> **Given exercise**
Please present every line of the rows below as a numbered list, skipping any blank lines and leaving the pictures out.

■ ■ ■

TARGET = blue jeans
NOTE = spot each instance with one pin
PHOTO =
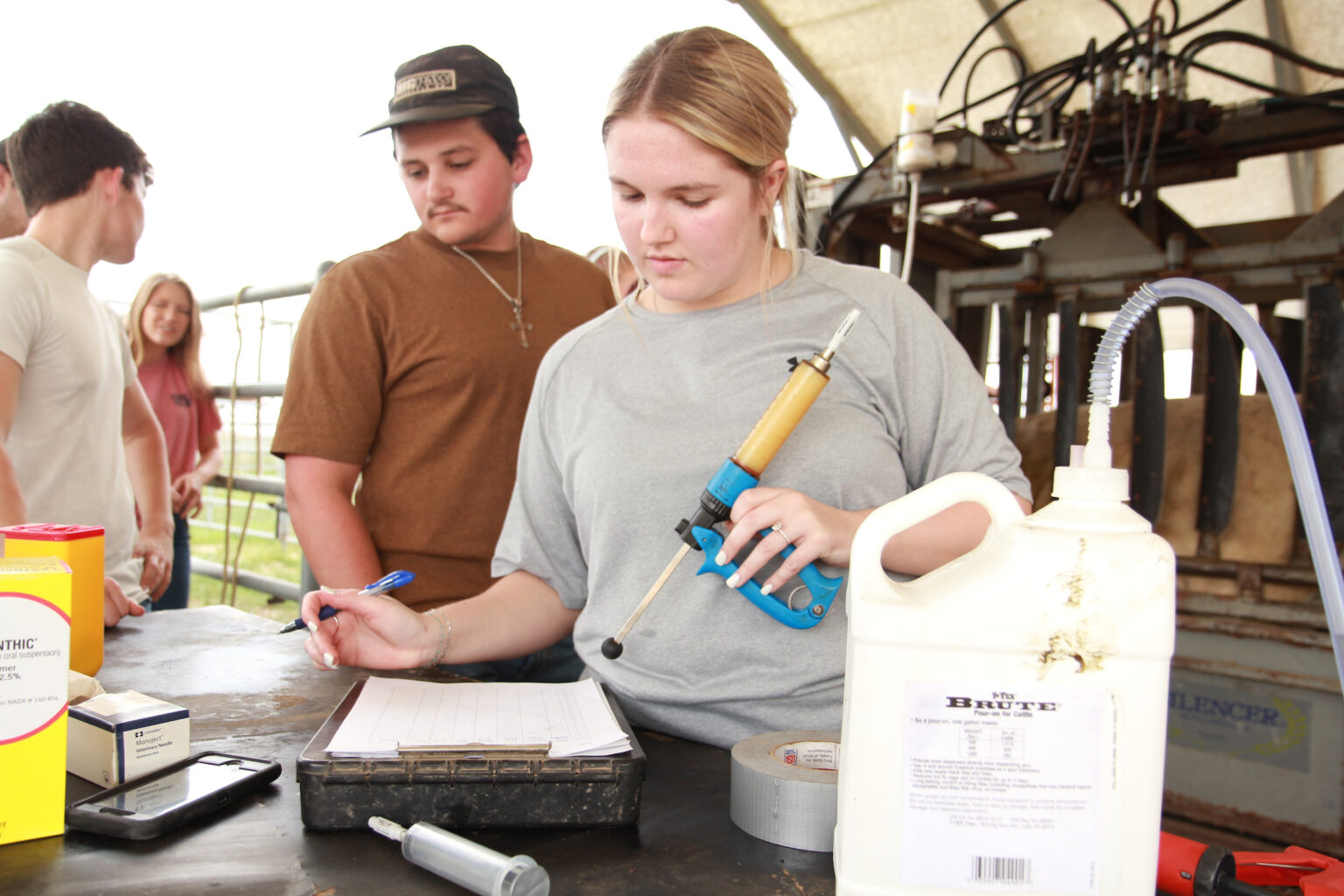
(554, 664)
(179, 586)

■ ■ ■

> **Worked solution**
1. TARGET = blue jeans
2. NOTE = spot each instance with one pin
3. PHOTO =
4. (554, 664)
5. (179, 586)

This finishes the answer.